* Excerto selecionado:
# # # # #
Esta versão entroncou, em um ou outro ponto, no depoimento da testemunha António Gonçalves de Oliveira (precisamente o dito António "X..."), que de forma visivelmente titubeante, desconexa e atrapalhada referiu ter sido contratado, na véspera, pelo arguido C... tendo em vista o levantamento dos contentores de grão em Lisboa (com todas as démarches que tal operação implicasse junto do despachante). No dia seguinte, já com o pesado carregado, confrontou-se com a avaria que o levou a solicitar o auxílio do arguido A..., pessoa do "ramo dos camiões" e muito "desenrascada", que deixou de fazer o que tinha a fazer de seu para ajudar a testemunha. Disse esta última, ainda, que fora a primeira vez que realizara um transporte de mercadorias para a "..., XX, Lda." (embora já o tivesse feito, em diversas ocasiões anteriores, para a "Frutas T...", a pedido do arguido C...), não tendo também a menor ideia de que os arguidos A... e C... fossem sócios, desde algum tempo antes, precisamente da "..., XX, Lda." ... (pelo que a chamada e a presença do arguido A... junto da mercadoria transportada pelo pesado acabou por ser o fruto da atitude da testemunha, que, sem o saber, "aproveitou" a curiosa coincidência de se encontrar aquele arguido por perto...). Ao chegarem à zona da Figueira da Foz foi a testemunha esperando as ordens telefónicas do arguido C... no sentido de lhe ser indicado o concreto armazém onde descarregar o pesado, mostrando­-se todavia tal arguido C... indeciso e sem explicar o que fazer; perante este quadro, decidiu a testemunha (cansada da viagem e do esforço físico e psicológico causado pelo stress do arranjo improvisado da avaria do pesado) deixar o veículo no parque de estacionamento da fábrica "SP...", na Figueira da Foz, ao invés de o fazer no armazém sito na zona de Lavos, destino ab initio julgado "natural" em se tratando de mercadoria - pensava a testemunha - (apenas) destinada ao arguido C......
# # # # #
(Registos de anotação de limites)
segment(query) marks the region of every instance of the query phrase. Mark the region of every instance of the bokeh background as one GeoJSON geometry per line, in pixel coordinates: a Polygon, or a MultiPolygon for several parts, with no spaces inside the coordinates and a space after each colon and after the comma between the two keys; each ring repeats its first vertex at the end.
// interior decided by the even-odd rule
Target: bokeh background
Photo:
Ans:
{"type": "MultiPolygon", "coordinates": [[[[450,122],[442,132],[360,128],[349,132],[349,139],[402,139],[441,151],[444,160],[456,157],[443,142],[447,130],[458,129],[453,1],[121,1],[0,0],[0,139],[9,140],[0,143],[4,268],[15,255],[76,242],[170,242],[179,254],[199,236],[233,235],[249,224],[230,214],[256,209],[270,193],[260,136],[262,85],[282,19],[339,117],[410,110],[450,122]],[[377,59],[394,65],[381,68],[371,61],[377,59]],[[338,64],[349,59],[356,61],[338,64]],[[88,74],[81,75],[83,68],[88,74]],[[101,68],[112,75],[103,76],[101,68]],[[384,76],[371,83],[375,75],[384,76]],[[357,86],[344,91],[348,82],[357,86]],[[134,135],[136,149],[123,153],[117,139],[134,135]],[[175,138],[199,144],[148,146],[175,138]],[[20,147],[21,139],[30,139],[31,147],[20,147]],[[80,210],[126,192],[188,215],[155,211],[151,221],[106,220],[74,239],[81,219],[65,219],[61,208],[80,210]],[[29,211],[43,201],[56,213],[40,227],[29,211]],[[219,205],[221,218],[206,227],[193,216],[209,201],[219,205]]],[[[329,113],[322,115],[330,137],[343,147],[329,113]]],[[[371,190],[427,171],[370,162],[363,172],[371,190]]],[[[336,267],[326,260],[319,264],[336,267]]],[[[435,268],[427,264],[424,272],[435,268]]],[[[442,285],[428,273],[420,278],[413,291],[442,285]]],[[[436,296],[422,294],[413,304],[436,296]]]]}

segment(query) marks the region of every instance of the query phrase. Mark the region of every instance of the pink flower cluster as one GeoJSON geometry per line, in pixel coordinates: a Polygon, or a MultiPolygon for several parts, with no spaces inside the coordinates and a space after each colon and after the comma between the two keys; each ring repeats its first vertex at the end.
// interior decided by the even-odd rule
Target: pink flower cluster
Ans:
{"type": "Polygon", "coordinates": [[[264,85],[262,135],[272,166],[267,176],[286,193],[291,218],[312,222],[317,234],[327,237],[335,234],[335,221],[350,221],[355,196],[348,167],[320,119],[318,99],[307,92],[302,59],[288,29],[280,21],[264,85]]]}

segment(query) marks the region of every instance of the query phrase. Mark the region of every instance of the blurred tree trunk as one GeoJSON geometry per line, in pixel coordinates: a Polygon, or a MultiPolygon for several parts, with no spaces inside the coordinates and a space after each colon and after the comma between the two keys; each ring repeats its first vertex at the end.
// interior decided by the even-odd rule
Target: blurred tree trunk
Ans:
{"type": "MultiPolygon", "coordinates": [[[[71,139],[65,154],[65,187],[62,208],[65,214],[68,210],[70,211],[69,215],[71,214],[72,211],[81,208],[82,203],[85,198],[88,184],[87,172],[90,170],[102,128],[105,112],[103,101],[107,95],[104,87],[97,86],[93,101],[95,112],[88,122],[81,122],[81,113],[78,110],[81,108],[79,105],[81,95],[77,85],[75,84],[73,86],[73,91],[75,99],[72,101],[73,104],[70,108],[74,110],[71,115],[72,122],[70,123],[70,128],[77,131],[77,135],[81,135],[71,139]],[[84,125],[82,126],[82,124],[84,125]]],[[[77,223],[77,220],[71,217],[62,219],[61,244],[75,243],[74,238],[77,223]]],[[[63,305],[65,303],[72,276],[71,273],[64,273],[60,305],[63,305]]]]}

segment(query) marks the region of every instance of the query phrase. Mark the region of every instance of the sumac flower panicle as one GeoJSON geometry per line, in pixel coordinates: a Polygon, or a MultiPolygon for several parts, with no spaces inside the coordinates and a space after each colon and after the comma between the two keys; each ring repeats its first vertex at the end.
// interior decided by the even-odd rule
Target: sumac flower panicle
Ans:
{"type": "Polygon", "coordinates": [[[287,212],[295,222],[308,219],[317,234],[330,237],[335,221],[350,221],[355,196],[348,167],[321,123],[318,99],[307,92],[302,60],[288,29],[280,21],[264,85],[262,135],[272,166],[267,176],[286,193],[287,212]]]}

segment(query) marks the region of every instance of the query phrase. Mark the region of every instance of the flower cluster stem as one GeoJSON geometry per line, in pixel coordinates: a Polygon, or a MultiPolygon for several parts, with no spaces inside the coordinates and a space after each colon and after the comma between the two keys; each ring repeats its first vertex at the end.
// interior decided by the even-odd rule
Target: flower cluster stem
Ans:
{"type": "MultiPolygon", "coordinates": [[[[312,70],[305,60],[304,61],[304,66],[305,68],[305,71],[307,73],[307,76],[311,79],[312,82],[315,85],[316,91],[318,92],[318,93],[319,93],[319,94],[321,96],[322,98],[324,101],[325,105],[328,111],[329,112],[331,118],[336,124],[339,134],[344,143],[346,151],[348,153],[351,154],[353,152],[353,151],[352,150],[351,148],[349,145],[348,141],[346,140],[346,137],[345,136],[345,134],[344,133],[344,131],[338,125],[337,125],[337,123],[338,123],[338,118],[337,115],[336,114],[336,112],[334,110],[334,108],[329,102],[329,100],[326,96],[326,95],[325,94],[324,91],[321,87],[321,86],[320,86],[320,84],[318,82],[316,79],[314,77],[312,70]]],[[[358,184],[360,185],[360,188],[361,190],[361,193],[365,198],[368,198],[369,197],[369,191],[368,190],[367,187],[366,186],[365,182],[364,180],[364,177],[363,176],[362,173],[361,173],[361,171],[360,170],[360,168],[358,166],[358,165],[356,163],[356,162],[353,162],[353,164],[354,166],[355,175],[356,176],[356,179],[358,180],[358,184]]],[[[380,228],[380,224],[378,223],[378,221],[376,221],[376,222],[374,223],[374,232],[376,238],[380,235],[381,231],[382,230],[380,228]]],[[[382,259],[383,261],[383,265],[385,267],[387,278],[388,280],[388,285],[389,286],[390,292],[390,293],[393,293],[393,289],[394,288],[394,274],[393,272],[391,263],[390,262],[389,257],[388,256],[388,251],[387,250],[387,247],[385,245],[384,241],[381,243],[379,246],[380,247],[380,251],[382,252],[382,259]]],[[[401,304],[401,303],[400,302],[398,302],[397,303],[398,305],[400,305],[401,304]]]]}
# # # # #
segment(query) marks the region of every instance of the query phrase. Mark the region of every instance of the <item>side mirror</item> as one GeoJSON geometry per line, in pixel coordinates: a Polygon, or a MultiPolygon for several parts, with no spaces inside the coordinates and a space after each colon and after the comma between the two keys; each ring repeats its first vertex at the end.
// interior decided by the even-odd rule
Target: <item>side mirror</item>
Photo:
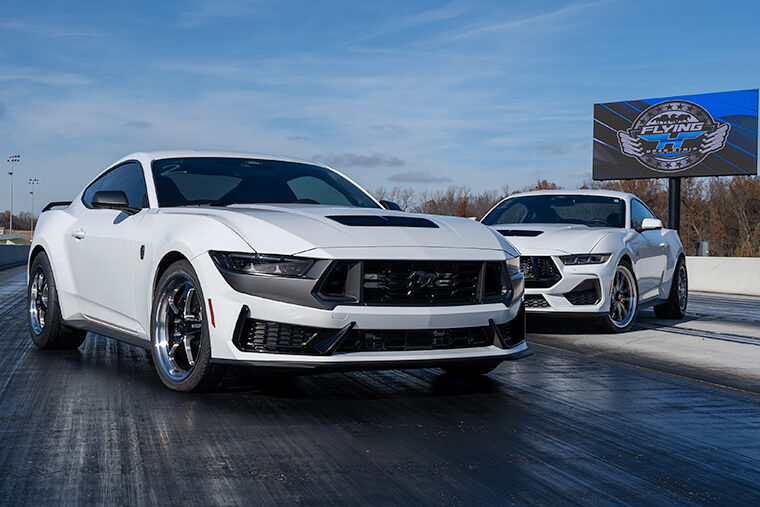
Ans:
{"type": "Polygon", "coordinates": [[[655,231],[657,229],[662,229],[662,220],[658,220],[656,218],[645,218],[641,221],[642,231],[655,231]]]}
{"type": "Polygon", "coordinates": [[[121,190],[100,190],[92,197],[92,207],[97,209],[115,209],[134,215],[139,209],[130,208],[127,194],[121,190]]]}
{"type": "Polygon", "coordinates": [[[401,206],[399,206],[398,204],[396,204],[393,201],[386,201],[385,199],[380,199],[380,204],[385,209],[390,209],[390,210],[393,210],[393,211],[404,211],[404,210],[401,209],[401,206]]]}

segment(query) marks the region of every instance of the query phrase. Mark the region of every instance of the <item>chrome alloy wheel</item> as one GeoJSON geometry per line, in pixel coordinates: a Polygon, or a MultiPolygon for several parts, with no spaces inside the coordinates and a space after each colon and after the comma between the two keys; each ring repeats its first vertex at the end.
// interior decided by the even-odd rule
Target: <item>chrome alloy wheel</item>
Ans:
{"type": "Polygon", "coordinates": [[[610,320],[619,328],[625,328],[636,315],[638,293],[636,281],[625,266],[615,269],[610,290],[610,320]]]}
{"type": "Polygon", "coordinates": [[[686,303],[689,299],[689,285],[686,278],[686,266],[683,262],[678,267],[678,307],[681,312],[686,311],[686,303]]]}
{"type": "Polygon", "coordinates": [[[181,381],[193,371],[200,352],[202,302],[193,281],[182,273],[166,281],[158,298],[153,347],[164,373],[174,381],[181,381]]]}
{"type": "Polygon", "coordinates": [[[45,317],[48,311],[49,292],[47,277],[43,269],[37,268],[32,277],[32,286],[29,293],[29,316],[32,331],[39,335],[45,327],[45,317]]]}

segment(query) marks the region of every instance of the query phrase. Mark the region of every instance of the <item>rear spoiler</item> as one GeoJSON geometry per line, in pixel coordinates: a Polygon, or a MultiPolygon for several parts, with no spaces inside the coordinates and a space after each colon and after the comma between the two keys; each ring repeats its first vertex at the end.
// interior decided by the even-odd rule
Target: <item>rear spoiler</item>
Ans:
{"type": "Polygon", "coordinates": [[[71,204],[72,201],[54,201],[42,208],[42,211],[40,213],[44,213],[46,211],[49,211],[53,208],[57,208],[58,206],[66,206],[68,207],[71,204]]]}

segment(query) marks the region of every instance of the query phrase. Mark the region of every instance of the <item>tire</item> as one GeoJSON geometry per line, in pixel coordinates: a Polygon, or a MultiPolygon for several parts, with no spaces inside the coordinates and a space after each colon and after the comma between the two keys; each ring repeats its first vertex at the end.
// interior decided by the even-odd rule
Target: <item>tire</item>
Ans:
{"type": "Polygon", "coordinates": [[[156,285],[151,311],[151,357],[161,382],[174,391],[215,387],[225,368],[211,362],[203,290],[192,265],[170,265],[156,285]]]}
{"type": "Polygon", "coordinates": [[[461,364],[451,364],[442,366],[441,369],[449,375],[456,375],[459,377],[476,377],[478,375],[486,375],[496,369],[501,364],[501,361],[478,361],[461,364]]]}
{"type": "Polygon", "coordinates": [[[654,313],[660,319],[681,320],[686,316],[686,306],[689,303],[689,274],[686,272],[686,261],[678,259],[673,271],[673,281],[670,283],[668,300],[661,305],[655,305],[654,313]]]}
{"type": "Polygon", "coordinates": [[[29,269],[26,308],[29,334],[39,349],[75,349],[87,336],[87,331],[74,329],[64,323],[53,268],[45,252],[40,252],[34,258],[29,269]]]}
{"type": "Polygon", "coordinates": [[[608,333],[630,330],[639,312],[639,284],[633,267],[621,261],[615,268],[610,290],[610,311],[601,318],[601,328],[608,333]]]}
# # # # #
* O que se pede:
Pode devolver na íntegra, sem qualquer alteração, o excerto sobre o depoimento da testemunha? Os registos são material à parte, sem ligação ao excerto.

* Resposta:
Esta versão entroncou, em um ou outro ponto, no depoimento da testemunha António Gonçalves de Oliveira (precisamente o dito António "X..."), que de forma visivelmente titubeante, desconexa e atrapalhada referiu ter sido contratado, na véspera, pelo arguido C... tendo em vista o levantamento dos contentores de grão em Lisboa (com todas as démarches que tal operação implicasse junto do despachante). No dia seguinte, já com o pesado carregado, confrontou-se com a avaria que o levou a solicitar o auxílio do arguido A..., pessoa do "ramo dos camiões" e muito "desenrascada", que deixou de fazer o que tinha a fazer de seu para ajudar a testemunha. Disse esta última, ainda, que fora a primeira vez que realizara um transporte de mercadorias para a "..., XX, Lda." (embora já o tivesse feito, em diversas ocasiões anteriores, para a "Frutas T...", a pedido do arguido C...), não tendo também a menor ideia de que os arguidos A... e C... fossem sócios, desde algum tempo antes, precisamente da "..., XX, Lda." ... (pelo que a chamada e a presença do arguido A... junto da mercadoria transportada pelo pesado acabou por ser o fruto da atitude da testemunha, que, sem o saber, "aproveitou" a curiosa coincidência de se encontrar aquele arguido por perto...). Ao chegarem à zona da Figueira da Foz foi a testemunha esperando as ordens telefónicas do arguido C... no sentido de lhe ser indicado o concreto armazém onde descarregar o pesado, mostrando­-se todavia tal arguido C... indeciso e sem explicar o que fazer; perante este quadro, decidiu a testemunha (cansada da viagem e do esforço físico e psicológico causado pelo stress do arranjo improvisado da avaria do pesado) deixar o veículo no parque de estacionamento da fábrica "SP...", na Figueira da Foz, ao invés de o fazer no armazém sito na zona de Lavos, destino ab initio julgado "natural" em se tratando de mercadoria - pensava a testemunha - (apenas) destinada ao arguido C......